Reputation: 3361
I'm trying to write my toy language with flex/bison tool chain in c++14.
I'm confused when using bison c++ variant with flex reentrant, yylex
cannot find the parameter yylval
.
My developing environment is the macbook with latest OS and XCode, homebrew installed latest flex 2.6.4 and bison 3.7.1.
For convience, you could download the project with error here: https://github.com/linrongbin16/tree.
Now let me introduce this not-so-simple tree
project:
makefile
clean:
rm *.o *.out *.yy.cc *.yy.hh *.tab.cc *.tab.hh *.output
tree.out: tree.o token.yy.o parser.tab.o
clang++ -std=c++14 -o tree.out tree.o token.yy.o parser.tab.o
token.yy.cc token.yy.hh: token.l
flex --debug -o token.yy.cc --header-file=token.yy.hh token.l
parser.tab.cc parser.tab.hh: parser.y
bison --debug --verbose -Wcounterexamples -o parser.tab.cc --defines=parser.tab.hh parser.y
token.yy.o: token.yy.cc
clang++ -std=c++14 -g -c token.yy.cc token.yy.hh
parser.tab.o: parser.tab.cc
clang++ -std=c++14 -g -c parser.tab.cc parser.tab.hh
tree.o: tree.cpp parser.tab.hh token.yy.hh
clang++ -std=c++14 -g -c tree.cpp
The application is a tree.out
, which depends on 3 components: tree
token
and parser
.

| RECORDS TO PROCESS |
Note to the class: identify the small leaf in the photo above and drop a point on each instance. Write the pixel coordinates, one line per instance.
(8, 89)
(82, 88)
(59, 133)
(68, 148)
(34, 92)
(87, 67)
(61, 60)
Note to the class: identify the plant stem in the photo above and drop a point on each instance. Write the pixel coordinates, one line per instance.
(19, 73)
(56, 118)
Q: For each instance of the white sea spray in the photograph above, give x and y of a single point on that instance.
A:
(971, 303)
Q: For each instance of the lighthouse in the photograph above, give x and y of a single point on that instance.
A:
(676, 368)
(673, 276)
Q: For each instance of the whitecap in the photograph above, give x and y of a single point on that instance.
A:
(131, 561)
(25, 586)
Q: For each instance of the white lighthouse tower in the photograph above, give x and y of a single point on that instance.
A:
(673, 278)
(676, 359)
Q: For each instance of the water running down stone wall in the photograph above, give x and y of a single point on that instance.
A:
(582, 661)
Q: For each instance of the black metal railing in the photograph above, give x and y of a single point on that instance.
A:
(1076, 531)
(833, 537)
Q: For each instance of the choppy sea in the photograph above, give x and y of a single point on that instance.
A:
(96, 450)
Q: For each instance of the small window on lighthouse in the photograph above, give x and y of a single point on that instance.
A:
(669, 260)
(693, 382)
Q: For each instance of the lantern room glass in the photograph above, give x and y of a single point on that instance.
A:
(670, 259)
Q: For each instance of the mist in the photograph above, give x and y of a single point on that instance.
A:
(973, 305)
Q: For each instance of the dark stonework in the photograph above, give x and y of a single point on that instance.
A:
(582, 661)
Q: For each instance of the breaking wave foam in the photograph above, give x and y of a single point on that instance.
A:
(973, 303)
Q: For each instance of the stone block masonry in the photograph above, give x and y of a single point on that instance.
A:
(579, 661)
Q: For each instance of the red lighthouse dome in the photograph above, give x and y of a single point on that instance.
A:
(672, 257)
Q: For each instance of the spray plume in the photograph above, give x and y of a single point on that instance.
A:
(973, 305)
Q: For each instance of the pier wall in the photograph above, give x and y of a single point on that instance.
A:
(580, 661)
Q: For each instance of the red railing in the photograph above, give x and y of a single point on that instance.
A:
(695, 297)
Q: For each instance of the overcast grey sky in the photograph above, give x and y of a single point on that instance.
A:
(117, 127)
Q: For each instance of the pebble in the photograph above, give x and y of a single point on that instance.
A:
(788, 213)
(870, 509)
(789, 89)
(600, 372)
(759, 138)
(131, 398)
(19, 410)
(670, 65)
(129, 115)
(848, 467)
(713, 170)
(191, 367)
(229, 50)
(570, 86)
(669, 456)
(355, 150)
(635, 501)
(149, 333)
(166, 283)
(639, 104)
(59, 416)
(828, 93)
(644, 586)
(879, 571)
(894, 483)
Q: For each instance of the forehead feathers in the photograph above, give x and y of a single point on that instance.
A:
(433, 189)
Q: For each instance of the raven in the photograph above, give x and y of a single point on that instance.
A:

| THINGS TO DO |
(1) Retype the flex and bison question from "My developing environment" to "error here: https://github.com/linrongbin16/tree.".
(2) Count the lines of the records that contain the word "Note", and give only the number.

| RESPONSES TO THE TASKS |
(1)
My developing environment is the macbook with latest OS and XCode, homebrew installed latest flex 2.6.4 and bison 3.7.1.
For convience, you could download the project with error here: https://github.com/linrongbin16/tree.

(2) 2